*** Entries shown Section Begins ***
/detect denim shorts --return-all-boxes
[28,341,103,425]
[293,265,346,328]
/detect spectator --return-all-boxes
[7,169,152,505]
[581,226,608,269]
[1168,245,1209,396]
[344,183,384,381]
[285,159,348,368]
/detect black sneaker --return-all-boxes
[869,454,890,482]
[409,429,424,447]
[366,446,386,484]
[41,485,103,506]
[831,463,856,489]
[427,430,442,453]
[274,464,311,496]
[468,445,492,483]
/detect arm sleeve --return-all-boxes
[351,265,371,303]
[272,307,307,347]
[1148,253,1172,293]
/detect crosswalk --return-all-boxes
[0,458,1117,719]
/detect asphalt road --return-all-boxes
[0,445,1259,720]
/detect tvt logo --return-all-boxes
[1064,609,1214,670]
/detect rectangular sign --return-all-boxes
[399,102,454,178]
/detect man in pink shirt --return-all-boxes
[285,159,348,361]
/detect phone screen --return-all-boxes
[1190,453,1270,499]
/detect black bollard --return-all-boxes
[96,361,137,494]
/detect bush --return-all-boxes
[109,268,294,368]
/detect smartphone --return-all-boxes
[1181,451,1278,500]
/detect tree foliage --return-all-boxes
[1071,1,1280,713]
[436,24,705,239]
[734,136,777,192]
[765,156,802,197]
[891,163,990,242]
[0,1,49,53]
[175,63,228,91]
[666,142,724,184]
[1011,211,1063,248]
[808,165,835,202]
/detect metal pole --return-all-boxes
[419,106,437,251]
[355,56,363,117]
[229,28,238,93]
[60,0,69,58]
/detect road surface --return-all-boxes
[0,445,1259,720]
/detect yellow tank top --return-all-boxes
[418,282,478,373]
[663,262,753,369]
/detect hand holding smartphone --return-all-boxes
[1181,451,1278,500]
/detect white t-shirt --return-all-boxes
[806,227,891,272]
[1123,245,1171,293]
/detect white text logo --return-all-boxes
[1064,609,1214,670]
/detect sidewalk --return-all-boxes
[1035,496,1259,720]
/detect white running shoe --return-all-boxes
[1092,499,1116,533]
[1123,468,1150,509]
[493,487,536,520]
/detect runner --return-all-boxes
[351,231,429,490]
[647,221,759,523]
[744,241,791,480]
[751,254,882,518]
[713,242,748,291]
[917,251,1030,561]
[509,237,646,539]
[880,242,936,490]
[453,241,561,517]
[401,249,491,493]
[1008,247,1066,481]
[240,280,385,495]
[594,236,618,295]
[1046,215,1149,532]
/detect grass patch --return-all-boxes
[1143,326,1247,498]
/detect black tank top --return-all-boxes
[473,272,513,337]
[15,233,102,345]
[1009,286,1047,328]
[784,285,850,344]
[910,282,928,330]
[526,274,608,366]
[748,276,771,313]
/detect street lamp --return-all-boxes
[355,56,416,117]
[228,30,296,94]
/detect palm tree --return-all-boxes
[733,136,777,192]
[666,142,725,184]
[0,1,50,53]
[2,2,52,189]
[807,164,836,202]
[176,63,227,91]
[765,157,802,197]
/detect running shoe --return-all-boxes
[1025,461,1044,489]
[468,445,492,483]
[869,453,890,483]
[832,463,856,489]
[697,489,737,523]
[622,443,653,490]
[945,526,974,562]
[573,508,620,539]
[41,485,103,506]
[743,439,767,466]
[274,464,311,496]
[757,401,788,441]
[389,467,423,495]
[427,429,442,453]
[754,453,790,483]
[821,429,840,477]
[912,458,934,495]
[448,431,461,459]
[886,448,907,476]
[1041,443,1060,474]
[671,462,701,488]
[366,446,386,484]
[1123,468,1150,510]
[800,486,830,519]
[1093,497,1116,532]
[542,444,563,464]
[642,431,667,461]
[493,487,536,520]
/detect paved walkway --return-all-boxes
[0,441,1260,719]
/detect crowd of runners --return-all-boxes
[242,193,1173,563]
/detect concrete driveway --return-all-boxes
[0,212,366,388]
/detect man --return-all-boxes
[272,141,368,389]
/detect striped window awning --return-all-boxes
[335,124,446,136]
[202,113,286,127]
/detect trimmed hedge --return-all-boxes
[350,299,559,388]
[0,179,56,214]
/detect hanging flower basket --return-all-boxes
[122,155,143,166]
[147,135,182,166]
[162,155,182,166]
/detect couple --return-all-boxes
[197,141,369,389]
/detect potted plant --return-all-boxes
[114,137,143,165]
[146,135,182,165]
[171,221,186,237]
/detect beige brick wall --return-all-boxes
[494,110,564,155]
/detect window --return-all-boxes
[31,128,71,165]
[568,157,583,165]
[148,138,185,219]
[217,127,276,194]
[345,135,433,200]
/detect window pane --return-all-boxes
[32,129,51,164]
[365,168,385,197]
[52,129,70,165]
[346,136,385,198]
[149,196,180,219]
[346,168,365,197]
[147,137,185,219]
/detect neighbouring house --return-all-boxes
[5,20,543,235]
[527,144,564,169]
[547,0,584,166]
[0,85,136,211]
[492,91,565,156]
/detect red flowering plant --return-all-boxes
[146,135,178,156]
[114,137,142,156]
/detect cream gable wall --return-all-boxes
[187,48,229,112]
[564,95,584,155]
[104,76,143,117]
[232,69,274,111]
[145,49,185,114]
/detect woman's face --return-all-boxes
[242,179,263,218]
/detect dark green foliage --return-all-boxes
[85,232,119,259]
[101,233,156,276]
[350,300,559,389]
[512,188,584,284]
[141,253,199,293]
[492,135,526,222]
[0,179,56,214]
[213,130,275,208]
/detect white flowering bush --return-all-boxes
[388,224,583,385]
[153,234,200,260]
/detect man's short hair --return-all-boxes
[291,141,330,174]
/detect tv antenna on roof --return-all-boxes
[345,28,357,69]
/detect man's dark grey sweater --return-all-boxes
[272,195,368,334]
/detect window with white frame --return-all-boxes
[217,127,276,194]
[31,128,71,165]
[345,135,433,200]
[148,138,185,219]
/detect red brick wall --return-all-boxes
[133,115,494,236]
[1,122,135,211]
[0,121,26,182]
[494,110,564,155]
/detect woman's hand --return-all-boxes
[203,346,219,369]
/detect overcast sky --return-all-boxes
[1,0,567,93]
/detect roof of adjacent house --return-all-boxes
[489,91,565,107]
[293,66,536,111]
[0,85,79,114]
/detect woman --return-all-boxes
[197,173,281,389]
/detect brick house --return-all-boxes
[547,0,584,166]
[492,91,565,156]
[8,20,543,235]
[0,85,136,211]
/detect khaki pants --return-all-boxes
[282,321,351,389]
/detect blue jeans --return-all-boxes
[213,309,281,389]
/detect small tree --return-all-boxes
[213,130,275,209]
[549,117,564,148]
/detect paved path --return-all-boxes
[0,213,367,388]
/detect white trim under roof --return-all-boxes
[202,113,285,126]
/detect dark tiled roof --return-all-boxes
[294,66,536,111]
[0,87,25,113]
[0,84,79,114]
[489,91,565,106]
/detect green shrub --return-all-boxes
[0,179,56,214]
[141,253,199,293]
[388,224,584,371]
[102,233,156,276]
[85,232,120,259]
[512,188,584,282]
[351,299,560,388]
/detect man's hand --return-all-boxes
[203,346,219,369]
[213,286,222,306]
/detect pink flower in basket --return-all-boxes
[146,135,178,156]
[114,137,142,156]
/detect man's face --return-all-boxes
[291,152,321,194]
*** Entries shown Section Ends ***
*** Entries shown Section Begins ***
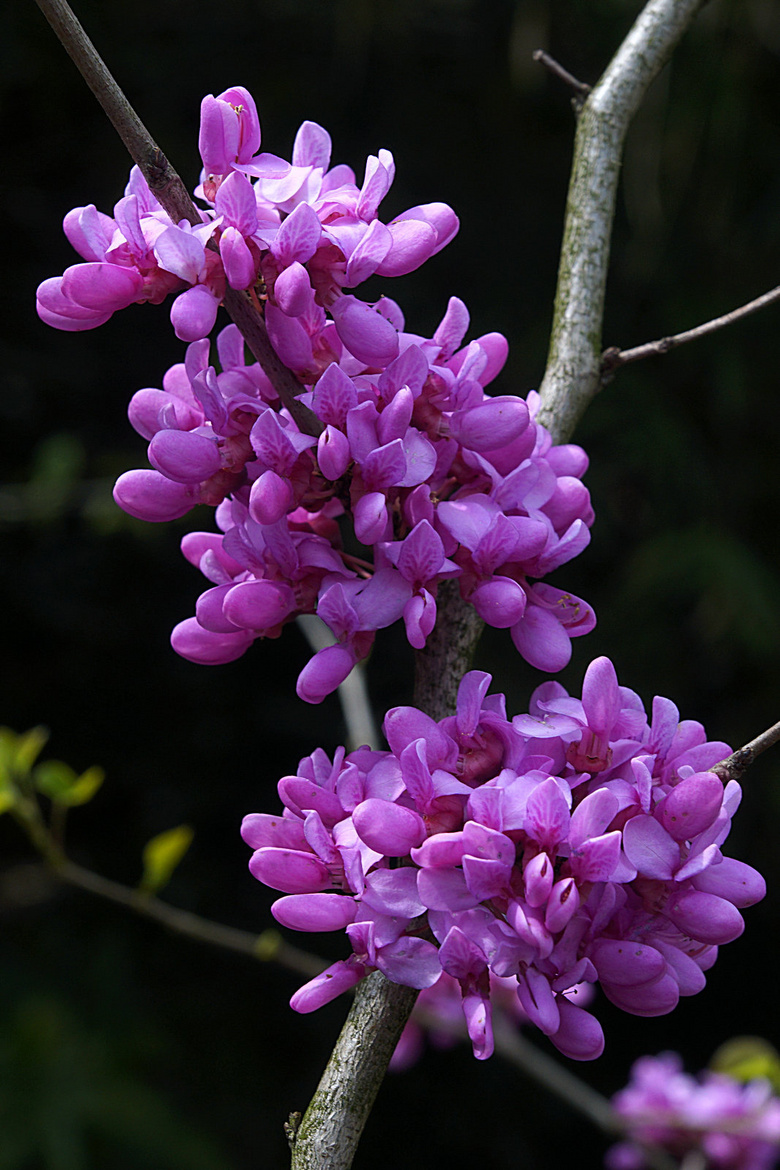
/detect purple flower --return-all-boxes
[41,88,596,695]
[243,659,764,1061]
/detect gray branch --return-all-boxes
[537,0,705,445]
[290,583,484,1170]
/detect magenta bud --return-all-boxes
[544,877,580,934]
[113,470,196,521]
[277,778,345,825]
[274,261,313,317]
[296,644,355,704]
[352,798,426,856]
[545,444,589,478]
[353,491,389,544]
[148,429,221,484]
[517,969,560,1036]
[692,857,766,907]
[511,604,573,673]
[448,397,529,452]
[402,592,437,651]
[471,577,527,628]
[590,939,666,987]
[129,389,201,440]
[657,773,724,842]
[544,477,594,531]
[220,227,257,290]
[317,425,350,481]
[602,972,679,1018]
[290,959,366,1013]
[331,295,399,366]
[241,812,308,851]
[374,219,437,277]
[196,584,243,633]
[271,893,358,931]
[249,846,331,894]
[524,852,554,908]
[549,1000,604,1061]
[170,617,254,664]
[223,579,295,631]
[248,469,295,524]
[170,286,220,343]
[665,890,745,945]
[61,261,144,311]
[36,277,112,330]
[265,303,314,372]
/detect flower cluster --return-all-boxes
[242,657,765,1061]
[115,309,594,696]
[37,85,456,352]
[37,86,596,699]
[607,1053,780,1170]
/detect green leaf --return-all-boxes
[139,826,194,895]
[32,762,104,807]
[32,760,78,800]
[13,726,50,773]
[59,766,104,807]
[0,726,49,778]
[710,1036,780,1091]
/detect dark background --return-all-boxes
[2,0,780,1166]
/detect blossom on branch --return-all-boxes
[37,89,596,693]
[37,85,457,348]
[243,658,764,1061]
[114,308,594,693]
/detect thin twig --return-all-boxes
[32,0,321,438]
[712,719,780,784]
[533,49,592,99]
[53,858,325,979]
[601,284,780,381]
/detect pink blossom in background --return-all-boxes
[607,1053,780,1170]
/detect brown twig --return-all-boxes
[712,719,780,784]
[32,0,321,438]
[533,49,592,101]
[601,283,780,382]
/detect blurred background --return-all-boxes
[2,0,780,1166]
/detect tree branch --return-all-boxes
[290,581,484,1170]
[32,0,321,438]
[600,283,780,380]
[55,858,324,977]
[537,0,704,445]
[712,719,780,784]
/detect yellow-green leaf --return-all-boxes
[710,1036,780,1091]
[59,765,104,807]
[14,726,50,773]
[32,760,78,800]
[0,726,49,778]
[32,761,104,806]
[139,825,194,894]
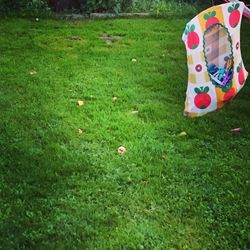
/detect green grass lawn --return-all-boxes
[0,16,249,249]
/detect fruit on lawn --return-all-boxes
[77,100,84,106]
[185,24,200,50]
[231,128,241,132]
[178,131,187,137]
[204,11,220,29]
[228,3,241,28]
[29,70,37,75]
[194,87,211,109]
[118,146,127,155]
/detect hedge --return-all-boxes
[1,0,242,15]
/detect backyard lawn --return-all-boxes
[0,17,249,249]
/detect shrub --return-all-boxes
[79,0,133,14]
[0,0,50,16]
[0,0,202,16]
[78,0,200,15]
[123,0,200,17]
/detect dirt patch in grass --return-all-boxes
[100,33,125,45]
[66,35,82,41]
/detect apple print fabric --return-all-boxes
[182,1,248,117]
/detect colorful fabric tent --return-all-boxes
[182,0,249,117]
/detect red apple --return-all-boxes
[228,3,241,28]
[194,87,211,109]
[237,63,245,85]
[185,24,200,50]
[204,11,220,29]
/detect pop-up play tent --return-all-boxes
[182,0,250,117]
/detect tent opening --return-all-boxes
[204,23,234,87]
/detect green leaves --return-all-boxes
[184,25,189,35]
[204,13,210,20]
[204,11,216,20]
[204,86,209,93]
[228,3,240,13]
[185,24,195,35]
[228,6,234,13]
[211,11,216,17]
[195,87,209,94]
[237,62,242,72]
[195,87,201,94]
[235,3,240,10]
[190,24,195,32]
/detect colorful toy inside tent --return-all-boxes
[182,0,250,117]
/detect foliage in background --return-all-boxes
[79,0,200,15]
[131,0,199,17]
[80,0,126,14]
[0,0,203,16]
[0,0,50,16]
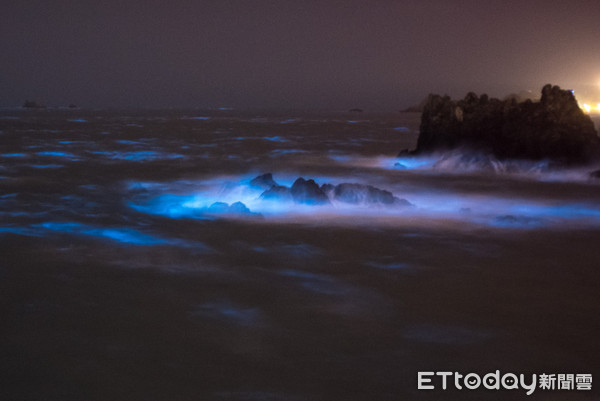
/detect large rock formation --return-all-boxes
*** Entries shown Section Ends ***
*** Entries shown Section Begins ***
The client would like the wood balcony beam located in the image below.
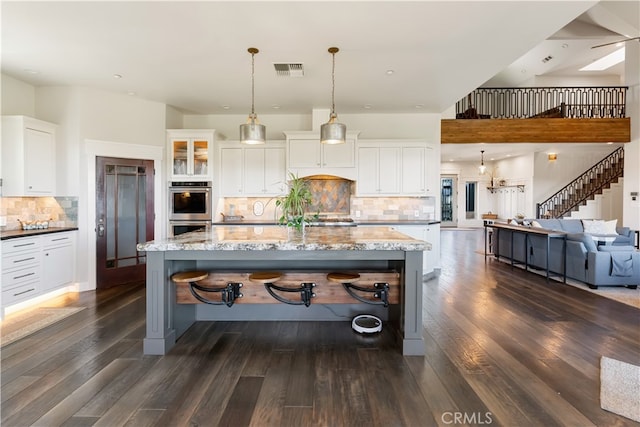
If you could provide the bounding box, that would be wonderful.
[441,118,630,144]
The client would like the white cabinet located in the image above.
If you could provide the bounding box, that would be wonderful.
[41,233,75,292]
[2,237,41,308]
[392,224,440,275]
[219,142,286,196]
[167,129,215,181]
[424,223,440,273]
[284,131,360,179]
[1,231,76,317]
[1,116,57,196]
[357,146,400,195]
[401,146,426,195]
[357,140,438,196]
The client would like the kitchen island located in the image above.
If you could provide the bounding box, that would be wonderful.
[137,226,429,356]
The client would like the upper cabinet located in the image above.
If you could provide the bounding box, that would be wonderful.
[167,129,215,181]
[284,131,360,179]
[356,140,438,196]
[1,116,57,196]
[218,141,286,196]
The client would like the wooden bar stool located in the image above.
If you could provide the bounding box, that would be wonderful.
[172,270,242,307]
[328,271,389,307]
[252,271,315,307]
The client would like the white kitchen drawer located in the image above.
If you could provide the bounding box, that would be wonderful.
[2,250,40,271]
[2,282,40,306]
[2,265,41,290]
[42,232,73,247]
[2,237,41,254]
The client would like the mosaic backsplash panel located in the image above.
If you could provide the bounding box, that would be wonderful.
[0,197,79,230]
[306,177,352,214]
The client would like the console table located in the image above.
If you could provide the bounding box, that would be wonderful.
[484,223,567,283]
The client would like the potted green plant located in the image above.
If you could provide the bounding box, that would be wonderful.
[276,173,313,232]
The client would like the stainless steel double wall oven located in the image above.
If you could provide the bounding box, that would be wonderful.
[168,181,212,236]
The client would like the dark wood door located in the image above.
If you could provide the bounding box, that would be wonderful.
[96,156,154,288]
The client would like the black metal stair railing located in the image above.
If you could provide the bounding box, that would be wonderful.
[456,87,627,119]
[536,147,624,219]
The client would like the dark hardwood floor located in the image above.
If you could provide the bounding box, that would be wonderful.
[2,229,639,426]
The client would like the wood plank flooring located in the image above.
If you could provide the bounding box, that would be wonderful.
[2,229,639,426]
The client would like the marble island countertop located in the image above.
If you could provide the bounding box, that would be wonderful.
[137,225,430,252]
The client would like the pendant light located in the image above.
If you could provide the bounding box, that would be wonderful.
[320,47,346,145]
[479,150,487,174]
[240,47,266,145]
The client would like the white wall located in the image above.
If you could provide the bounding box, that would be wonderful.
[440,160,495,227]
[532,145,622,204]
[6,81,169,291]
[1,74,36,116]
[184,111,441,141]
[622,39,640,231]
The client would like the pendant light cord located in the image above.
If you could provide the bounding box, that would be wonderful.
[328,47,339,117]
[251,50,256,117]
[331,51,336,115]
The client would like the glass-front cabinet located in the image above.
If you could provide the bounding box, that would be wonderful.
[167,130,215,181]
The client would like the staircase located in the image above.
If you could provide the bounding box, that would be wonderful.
*** Entries shown Section Ends ***
### Problem requirements
Look through the entries for lines containing the word "cabinet" and return each one.

### Written response
The client would like the white cabinet located in the image above.
The client would like the upper cabinet located in the image above.
The client would like the glass-front cabinet located in the image above.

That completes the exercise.